EXERCISE DESCRIPTION
Turn the stretch of the items below that opens with the line containing "open mouth | locate" and closes with the line containing "top-left (519, 341), bottom-right (598, 381)" into a JSON list of strings. Use one string per line, include both end lines, and leave out any blank lines.

Items from a labeling collection
• • • • • • •
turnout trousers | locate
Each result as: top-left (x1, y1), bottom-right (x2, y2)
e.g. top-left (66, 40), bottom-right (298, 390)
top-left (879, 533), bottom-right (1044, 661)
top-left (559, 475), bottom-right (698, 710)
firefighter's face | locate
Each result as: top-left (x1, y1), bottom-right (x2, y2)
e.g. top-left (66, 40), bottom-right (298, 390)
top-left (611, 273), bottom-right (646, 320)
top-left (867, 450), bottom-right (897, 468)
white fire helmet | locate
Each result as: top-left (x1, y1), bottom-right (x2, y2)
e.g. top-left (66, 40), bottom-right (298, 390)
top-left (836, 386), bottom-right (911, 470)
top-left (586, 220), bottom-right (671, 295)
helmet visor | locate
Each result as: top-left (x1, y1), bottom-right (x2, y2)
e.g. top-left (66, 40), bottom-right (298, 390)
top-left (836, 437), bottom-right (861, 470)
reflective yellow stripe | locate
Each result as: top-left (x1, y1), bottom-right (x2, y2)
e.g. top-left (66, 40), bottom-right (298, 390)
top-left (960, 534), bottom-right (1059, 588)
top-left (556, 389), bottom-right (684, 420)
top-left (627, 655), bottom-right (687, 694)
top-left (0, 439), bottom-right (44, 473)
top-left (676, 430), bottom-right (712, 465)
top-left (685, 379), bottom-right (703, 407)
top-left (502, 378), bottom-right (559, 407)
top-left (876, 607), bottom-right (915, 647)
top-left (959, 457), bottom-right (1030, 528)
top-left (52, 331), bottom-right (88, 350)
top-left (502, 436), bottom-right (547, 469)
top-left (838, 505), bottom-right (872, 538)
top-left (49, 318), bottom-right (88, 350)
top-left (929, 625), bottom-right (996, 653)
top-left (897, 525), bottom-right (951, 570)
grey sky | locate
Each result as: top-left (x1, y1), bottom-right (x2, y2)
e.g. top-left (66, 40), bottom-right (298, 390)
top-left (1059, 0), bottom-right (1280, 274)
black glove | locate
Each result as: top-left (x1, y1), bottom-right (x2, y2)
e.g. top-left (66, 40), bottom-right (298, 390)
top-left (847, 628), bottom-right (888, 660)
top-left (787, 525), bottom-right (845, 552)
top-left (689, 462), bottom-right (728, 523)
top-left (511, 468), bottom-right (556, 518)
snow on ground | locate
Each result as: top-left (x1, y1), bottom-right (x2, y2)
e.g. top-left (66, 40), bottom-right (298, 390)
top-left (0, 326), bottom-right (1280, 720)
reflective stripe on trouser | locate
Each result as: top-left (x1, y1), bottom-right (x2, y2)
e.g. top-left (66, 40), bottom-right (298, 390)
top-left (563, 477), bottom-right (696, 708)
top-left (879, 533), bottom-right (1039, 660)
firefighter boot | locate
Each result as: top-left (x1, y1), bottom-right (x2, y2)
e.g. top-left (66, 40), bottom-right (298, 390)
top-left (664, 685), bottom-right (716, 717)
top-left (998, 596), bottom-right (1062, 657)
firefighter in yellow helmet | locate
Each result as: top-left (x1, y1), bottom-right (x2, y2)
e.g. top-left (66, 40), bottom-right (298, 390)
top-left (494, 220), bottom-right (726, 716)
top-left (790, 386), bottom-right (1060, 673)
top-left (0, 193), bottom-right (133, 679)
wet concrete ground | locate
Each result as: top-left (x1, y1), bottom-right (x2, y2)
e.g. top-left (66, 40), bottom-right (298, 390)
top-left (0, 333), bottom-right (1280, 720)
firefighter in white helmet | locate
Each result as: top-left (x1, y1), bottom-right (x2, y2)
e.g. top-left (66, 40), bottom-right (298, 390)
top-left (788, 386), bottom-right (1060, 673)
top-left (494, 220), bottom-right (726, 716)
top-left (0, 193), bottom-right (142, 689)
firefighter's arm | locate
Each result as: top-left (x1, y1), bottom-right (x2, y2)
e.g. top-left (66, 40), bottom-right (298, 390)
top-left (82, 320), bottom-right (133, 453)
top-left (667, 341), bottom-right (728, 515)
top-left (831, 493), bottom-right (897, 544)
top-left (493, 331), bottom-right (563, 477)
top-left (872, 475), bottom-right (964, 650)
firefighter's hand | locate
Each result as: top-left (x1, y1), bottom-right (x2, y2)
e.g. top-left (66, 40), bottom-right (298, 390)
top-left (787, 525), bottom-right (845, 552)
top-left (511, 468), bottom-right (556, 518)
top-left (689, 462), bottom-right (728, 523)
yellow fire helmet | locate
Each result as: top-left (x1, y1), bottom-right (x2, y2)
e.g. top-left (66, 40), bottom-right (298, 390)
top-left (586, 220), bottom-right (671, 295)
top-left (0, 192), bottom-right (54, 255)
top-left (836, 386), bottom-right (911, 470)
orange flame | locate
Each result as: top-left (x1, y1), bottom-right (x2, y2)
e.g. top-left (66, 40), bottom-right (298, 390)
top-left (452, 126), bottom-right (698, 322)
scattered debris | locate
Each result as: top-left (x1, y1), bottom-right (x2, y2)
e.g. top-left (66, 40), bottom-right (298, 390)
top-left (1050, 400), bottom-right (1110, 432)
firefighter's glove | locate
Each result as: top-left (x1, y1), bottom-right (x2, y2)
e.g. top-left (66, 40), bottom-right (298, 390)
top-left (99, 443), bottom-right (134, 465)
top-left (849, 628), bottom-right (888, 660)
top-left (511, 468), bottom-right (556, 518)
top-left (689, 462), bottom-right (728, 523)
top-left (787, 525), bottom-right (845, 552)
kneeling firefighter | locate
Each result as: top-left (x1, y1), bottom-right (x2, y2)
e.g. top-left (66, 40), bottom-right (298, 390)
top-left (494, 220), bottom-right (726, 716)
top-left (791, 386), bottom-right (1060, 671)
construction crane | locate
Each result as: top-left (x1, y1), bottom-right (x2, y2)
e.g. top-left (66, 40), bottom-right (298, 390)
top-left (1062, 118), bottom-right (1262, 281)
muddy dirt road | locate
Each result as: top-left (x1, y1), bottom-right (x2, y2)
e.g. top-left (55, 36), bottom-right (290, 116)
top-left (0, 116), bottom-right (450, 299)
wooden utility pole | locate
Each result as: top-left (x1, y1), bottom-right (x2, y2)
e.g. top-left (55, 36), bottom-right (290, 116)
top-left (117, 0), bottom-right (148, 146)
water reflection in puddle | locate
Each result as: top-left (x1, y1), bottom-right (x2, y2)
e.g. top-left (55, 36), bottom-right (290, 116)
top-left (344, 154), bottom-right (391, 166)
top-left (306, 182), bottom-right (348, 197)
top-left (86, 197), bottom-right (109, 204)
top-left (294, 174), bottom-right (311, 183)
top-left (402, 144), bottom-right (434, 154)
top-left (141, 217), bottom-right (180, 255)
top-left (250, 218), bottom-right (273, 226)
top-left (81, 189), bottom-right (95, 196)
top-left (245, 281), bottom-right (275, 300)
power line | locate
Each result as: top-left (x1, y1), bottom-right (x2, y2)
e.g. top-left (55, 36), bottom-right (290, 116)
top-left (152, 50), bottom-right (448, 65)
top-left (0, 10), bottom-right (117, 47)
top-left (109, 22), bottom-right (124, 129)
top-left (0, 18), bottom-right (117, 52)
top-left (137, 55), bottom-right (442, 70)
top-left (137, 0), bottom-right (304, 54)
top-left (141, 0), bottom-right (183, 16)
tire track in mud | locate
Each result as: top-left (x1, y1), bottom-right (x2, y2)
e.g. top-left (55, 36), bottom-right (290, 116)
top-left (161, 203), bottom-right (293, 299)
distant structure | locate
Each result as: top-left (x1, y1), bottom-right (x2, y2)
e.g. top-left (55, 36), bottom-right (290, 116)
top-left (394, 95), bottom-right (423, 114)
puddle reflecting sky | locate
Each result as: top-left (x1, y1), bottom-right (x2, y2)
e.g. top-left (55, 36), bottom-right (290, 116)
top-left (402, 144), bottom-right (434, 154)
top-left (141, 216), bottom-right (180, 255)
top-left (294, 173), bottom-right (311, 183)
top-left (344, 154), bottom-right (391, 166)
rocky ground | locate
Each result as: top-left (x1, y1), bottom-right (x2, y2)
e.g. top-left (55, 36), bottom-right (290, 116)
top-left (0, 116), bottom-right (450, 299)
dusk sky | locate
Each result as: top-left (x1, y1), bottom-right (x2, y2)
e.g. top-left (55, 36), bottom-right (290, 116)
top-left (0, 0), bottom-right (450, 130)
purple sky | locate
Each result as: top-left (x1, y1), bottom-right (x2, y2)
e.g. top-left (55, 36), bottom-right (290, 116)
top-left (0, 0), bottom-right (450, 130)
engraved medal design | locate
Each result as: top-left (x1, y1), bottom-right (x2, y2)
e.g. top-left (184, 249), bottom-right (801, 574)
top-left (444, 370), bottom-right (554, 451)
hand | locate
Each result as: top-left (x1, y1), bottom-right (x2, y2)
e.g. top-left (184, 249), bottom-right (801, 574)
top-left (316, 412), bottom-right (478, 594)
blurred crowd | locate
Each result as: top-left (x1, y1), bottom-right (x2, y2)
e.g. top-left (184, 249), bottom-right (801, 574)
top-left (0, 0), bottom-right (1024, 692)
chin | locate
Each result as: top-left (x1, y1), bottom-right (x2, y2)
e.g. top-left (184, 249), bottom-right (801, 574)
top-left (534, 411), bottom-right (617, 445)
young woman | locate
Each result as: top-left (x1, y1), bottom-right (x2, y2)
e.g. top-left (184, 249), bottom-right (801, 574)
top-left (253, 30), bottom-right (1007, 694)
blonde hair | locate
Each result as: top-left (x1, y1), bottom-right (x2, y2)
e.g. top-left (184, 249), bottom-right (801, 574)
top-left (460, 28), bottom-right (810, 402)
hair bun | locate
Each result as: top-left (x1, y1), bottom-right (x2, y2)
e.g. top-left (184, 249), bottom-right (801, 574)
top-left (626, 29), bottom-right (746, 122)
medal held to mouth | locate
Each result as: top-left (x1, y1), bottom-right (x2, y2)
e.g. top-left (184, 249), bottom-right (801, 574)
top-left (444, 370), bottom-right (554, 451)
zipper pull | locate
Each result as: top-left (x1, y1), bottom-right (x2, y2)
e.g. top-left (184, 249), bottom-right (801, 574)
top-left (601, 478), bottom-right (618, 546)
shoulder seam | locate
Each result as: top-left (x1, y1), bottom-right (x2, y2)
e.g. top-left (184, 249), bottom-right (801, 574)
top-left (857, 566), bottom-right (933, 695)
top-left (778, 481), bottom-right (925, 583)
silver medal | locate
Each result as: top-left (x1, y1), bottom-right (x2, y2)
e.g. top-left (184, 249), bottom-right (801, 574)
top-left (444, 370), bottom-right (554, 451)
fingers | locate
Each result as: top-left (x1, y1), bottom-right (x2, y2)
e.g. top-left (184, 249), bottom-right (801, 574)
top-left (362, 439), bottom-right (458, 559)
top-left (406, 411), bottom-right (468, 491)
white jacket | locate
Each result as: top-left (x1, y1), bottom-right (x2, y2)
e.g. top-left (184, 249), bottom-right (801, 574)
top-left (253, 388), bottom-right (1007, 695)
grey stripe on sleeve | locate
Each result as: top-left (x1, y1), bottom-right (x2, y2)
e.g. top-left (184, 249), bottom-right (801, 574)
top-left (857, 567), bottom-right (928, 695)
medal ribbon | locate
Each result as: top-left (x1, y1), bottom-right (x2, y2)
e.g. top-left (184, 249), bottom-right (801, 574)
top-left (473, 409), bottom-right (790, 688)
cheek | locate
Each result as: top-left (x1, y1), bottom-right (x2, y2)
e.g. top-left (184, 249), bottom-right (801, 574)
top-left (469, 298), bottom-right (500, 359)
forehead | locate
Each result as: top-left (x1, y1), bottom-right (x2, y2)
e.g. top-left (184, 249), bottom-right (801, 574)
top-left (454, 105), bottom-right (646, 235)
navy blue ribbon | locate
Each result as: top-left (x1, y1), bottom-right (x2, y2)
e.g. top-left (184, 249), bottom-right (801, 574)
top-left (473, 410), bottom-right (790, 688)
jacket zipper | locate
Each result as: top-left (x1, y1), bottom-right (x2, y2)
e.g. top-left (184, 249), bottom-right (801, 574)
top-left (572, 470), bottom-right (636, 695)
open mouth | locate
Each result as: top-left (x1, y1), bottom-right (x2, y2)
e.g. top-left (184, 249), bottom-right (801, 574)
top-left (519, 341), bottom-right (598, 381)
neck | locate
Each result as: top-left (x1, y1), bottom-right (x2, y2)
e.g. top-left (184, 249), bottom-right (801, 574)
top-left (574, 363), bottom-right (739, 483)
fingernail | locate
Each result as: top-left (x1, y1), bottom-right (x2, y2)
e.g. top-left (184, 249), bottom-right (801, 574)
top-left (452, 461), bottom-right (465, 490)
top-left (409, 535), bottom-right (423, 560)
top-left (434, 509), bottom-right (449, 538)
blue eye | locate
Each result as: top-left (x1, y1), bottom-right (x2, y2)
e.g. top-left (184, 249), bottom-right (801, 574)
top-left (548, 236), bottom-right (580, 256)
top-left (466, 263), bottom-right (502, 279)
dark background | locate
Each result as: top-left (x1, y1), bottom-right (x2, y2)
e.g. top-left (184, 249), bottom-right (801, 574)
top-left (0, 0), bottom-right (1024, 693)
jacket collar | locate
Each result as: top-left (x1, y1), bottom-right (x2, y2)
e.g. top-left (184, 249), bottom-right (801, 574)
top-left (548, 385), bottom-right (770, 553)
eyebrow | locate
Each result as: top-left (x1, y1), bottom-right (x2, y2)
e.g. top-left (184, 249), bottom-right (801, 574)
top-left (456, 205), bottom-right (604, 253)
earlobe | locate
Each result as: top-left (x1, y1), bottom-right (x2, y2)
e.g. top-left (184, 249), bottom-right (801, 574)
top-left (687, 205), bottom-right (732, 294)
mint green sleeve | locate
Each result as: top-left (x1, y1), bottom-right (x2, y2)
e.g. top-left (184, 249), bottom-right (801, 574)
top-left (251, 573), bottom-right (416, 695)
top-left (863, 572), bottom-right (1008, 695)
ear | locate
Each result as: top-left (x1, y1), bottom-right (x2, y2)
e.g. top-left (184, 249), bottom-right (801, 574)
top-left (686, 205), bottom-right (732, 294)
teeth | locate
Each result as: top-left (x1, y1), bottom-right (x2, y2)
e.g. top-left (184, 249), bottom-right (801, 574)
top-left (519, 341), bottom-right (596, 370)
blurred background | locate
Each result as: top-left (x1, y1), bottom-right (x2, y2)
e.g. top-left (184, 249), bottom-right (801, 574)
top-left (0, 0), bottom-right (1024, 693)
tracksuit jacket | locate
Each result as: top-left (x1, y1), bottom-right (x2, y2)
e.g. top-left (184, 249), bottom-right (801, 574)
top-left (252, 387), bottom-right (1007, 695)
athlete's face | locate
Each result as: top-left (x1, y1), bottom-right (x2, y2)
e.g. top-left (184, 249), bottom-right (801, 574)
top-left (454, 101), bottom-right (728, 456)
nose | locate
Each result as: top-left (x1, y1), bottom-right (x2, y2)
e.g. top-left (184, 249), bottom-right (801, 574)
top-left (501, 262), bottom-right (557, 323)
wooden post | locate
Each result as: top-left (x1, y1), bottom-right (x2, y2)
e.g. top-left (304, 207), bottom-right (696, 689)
• • • • • • •
SOLUTION BELOW
[
  "open mouth | locate",
  "Each result as: top-left (x1, y1), bottom-right (x2, y2)",
  "e.g. top-left (184, 249), bottom-right (801, 574)",
  "top-left (519, 341), bottom-right (598, 381)"
]